# Extracted data:
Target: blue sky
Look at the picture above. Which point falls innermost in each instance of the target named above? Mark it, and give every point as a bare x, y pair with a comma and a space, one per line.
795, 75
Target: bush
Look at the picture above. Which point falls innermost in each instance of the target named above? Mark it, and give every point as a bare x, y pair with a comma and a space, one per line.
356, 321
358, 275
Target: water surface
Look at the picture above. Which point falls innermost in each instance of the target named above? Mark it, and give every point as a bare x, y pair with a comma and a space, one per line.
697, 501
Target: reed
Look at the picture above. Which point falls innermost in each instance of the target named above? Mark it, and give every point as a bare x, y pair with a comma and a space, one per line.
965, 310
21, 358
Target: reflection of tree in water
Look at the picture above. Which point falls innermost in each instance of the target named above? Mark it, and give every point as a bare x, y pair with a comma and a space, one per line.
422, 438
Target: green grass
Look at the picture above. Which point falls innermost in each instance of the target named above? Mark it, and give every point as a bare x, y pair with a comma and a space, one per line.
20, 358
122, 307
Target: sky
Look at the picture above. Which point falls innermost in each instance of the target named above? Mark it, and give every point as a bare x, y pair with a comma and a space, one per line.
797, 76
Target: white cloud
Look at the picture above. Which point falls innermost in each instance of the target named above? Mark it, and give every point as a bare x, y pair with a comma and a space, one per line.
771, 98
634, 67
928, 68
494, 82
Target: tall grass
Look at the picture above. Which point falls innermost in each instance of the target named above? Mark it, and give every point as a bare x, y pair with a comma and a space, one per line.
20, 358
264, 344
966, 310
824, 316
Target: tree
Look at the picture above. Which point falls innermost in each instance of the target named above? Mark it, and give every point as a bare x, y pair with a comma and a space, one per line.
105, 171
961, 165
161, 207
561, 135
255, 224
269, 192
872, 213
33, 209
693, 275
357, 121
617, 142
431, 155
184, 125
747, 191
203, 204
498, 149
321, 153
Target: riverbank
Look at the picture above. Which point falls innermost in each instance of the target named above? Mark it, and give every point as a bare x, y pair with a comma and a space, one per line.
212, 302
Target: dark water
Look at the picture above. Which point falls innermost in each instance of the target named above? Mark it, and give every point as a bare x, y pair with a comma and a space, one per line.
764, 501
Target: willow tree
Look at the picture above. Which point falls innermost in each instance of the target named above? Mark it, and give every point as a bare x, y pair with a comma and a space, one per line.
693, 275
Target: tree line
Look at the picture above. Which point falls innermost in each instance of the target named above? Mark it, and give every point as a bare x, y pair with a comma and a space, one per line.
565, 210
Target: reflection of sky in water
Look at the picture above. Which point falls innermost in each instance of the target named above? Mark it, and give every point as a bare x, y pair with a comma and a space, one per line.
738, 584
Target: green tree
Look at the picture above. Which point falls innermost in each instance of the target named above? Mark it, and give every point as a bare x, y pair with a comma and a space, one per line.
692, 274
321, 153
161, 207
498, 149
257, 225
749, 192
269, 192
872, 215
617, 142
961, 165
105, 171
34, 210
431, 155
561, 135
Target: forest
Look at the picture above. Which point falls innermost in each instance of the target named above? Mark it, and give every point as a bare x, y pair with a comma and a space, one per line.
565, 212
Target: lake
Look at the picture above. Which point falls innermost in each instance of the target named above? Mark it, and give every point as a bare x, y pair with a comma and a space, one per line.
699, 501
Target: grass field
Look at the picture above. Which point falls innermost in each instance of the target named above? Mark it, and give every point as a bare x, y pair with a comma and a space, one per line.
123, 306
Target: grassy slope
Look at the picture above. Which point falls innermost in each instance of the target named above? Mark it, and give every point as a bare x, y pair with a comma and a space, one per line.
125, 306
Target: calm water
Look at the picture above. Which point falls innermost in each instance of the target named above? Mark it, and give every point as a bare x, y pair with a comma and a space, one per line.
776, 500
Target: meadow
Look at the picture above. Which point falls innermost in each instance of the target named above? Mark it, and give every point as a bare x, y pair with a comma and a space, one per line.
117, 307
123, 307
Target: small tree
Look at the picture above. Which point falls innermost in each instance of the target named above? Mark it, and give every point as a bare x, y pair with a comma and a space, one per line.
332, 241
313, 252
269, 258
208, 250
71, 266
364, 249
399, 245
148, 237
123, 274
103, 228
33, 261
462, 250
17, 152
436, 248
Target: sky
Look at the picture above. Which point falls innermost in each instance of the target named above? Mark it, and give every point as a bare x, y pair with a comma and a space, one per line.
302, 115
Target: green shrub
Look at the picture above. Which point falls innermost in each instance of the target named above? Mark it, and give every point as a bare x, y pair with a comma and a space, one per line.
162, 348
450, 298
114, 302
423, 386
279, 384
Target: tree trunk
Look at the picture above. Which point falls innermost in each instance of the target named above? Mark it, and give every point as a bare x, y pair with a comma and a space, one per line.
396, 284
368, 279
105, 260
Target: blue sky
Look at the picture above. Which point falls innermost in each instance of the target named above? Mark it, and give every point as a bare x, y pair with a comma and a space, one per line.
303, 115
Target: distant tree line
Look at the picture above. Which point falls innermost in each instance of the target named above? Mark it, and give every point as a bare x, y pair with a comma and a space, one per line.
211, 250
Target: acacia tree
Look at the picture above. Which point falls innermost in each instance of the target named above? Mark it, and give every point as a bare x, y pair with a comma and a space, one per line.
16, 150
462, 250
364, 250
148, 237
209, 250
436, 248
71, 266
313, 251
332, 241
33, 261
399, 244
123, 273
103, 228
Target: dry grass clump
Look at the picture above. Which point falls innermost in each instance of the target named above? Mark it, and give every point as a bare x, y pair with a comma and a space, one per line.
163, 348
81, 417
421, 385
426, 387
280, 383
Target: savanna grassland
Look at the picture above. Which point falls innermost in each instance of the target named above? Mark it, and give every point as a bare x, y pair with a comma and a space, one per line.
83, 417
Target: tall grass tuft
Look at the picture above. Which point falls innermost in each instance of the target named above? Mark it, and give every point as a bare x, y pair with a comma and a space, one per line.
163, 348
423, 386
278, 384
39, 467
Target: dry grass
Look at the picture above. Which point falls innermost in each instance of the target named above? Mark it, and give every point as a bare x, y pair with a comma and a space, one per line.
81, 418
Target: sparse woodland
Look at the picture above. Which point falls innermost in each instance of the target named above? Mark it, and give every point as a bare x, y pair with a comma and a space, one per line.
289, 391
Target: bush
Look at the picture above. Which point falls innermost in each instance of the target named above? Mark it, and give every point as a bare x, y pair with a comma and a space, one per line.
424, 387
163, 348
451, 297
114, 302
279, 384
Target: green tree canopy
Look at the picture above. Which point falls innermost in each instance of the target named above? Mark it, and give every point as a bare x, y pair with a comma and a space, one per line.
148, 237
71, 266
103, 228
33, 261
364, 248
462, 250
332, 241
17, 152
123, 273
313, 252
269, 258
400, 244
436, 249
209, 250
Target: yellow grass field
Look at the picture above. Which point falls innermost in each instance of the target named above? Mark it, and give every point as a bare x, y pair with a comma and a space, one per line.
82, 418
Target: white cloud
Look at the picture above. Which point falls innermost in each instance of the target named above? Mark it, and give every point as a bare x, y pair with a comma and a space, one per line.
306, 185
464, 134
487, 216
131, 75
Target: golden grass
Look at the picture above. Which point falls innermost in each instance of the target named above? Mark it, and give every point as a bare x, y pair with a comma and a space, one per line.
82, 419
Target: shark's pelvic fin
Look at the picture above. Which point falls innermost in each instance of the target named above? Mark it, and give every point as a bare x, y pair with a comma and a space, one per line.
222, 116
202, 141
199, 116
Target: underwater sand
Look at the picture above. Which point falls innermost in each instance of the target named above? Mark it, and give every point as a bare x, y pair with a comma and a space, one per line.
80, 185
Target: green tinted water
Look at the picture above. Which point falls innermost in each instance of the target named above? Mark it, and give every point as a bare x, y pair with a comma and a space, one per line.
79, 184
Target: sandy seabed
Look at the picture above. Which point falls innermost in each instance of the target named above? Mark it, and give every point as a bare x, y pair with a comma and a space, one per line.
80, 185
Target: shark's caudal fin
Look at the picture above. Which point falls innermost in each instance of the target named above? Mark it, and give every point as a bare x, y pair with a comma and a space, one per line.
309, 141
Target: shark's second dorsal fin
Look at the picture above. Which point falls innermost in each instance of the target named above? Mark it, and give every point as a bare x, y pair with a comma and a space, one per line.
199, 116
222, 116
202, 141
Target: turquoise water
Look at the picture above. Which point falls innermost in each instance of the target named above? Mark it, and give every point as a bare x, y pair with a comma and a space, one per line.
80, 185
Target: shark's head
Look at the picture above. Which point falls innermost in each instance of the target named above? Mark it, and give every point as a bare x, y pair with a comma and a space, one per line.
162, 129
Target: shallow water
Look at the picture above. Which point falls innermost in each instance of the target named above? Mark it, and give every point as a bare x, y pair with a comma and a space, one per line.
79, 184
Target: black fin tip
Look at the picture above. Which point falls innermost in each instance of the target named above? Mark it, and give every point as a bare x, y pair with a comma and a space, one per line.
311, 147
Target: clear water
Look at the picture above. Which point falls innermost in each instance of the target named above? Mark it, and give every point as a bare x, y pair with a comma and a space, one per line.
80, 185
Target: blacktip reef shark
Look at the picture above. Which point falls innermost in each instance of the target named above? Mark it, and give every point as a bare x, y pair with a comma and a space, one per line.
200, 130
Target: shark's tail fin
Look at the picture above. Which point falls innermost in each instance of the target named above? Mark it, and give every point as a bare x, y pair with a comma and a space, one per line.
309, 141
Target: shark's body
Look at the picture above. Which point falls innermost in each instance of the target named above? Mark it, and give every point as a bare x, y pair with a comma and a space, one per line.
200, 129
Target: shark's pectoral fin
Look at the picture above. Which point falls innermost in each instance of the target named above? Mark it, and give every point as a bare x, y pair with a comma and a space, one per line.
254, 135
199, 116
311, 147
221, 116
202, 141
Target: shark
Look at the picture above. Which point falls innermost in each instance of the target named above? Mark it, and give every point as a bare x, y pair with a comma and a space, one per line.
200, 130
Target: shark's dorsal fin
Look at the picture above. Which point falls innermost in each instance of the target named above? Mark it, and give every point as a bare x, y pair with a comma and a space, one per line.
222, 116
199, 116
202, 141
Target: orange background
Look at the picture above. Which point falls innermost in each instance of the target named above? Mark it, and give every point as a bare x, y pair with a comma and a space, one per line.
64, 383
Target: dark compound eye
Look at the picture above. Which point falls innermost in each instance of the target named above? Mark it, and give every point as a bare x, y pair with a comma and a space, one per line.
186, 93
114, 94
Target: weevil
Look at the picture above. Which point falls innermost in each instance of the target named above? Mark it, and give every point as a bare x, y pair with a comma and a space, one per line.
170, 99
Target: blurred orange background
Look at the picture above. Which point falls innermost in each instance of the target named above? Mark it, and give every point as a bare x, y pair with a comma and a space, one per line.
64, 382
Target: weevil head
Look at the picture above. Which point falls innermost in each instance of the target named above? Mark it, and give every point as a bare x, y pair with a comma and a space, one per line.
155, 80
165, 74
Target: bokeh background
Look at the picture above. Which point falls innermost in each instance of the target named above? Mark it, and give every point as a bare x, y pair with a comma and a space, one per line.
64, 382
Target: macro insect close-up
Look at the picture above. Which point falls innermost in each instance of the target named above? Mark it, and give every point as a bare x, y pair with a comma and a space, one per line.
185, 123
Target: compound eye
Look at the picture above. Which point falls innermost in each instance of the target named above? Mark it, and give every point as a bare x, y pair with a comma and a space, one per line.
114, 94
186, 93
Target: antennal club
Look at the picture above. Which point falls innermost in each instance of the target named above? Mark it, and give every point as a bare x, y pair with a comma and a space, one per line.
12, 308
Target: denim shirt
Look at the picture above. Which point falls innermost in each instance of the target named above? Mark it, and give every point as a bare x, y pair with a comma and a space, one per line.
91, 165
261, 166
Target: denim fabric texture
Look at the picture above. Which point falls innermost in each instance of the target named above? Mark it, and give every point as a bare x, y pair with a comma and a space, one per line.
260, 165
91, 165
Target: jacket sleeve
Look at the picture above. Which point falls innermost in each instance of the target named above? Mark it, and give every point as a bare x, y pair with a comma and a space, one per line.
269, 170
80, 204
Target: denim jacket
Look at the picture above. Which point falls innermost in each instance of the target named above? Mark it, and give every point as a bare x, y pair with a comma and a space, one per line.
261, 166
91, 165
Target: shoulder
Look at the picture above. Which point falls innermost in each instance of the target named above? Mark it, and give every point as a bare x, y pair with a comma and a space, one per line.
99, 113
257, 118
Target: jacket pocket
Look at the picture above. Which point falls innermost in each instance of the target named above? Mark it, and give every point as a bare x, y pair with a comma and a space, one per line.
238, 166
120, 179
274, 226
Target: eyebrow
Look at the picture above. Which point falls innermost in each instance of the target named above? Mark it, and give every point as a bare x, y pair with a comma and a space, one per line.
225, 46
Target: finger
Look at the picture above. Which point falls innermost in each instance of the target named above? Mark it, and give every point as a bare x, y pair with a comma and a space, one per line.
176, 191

# Task to complete:
Set down, unchanged, the line that contains "Target: jacket pocket" together with every later line in the records, through the last one.

# Exercise output:
Target: jacket pocket
Look at the picture above. Which point falls innermost in each instance of the target named above? Mark it, and give every point as a bare x, y pair with a comma and a space, one per line.
238, 166
120, 179
274, 226
Target: eyebrow
Look at the picture above. Which point falls innermost in each instance of the target named above? Mark it, and give every point as a bare x, y pair with a comma and a space, one per line.
225, 46
Target: finger
Look at the picture above. Which point falls innermost in each instance of the target named above? Mark it, and give every point as a bare x, y pair with a comma and a space, one per line.
176, 191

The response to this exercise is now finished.